** Start EXERCISE INPUT **

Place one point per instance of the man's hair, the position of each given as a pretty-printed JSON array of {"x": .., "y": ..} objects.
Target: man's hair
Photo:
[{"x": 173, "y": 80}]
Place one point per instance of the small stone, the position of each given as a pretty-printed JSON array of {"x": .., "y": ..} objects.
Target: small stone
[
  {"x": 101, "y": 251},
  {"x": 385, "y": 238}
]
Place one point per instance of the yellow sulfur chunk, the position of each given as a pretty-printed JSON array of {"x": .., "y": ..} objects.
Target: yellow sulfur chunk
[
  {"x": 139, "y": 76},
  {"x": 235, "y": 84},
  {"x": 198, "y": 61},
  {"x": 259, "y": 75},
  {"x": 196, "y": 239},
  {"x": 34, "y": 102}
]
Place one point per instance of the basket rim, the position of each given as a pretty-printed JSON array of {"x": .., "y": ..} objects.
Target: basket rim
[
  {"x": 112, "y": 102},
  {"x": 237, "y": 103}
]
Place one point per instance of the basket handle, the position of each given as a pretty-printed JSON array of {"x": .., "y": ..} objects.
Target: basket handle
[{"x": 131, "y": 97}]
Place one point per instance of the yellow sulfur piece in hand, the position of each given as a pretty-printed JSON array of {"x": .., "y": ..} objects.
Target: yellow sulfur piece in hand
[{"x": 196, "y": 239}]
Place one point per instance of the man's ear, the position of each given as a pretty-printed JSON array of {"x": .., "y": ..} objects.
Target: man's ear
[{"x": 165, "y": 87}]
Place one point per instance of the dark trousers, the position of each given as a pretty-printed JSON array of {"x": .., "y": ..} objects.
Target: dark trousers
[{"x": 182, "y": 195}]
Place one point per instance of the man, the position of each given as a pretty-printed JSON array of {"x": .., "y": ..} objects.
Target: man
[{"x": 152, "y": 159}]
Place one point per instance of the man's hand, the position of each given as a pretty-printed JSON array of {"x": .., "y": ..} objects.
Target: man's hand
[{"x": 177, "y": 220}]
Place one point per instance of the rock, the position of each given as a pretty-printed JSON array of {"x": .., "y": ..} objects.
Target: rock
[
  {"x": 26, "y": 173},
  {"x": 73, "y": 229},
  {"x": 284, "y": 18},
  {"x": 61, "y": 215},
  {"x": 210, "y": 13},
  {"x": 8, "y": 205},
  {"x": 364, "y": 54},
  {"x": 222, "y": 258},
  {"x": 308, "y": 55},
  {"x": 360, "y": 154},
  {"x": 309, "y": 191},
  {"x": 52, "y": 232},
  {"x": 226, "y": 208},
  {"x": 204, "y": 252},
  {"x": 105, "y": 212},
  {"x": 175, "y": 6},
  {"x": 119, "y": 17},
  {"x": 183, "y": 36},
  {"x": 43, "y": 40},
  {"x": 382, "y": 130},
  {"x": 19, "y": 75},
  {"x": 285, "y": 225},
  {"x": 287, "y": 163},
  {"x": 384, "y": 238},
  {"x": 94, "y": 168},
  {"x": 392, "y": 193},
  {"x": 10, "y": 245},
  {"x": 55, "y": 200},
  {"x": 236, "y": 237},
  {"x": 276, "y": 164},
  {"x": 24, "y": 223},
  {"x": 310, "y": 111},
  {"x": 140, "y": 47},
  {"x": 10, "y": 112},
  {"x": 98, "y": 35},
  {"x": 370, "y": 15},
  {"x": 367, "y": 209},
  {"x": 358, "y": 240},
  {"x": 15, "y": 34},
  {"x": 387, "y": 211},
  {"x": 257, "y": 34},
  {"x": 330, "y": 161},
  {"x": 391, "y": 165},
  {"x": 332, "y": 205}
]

** End EXERCISE INPUT **

WHAT TO PRODUCE
Return every line of the data above that includes the word "piece", copied in full. Case matters.

FULL OUTPUT
Place one point per instance of the yellow sulfur piece in hand, the position of each given as a pretty-printed JSON array of {"x": .., "y": ..} objects.
Target: yellow sulfur piece in hand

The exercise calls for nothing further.